- Directions for this task -
Your job is to transcribe all the records that follow, excluding any pictures.

Records for this exercise START

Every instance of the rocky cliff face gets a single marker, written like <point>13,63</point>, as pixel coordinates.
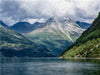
<point>88,45</point>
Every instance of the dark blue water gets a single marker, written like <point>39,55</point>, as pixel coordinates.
<point>49,66</point>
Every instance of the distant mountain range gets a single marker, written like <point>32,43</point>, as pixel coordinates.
<point>13,44</point>
<point>3,24</point>
<point>54,34</point>
<point>88,44</point>
<point>83,25</point>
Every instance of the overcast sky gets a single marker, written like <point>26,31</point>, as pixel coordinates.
<point>12,11</point>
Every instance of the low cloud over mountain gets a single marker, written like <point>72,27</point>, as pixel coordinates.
<point>12,11</point>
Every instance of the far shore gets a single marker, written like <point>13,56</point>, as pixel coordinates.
<point>77,58</point>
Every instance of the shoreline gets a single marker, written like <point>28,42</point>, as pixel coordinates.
<point>77,58</point>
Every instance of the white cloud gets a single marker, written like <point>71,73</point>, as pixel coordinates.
<point>84,10</point>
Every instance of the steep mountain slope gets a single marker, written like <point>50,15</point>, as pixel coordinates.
<point>22,27</point>
<point>88,45</point>
<point>83,25</point>
<point>15,44</point>
<point>25,27</point>
<point>3,24</point>
<point>56,34</point>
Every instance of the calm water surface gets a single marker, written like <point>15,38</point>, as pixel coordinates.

Records for this exercise END

- Exercise solution -
Every instance of the rocky cliff face gets a single marker, written like <point>13,63</point>, as pixel coordinates.
<point>88,45</point>
Every instance of the dark blue water gets a single marker, written like <point>39,55</point>, as pixel coordinates.
<point>49,66</point>
Every instance of the distant mountain range gets a single marker, written like <point>32,43</point>, as pixel coordinates.
<point>13,44</point>
<point>3,24</point>
<point>54,34</point>
<point>88,44</point>
<point>83,25</point>
Every instance of the overcast sky gets a single marker, written like <point>26,31</point>, as pixel coordinates.
<point>12,11</point>
Every instance of the low cloud over mountain gets a single marker, written like <point>72,27</point>, as pixel coordinates.
<point>12,11</point>
Every instance of the far shore gets a single marker, written like <point>13,56</point>, as pixel coordinates.
<point>77,58</point>
Every instance of the shoreline gets a single marker, written like <point>28,42</point>, as pixel coordinates.
<point>77,58</point>
Every instance of the white cloud gets a single marker, written like <point>71,73</point>, as pixel coordinates.
<point>84,10</point>
Every instance of the steep mountain slope gets a single marker, written like <point>50,15</point>, as pixel coordinates.
<point>22,27</point>
<point>88,45</point>
<point>83,25</point>
<point>15,44</point>
<point>25,27</point>
<point>3,24</point>
<point>56,34</point>
Every instance of the calm water surface gets a single marker, written like <point>15,38</point>, as pixel coordinates.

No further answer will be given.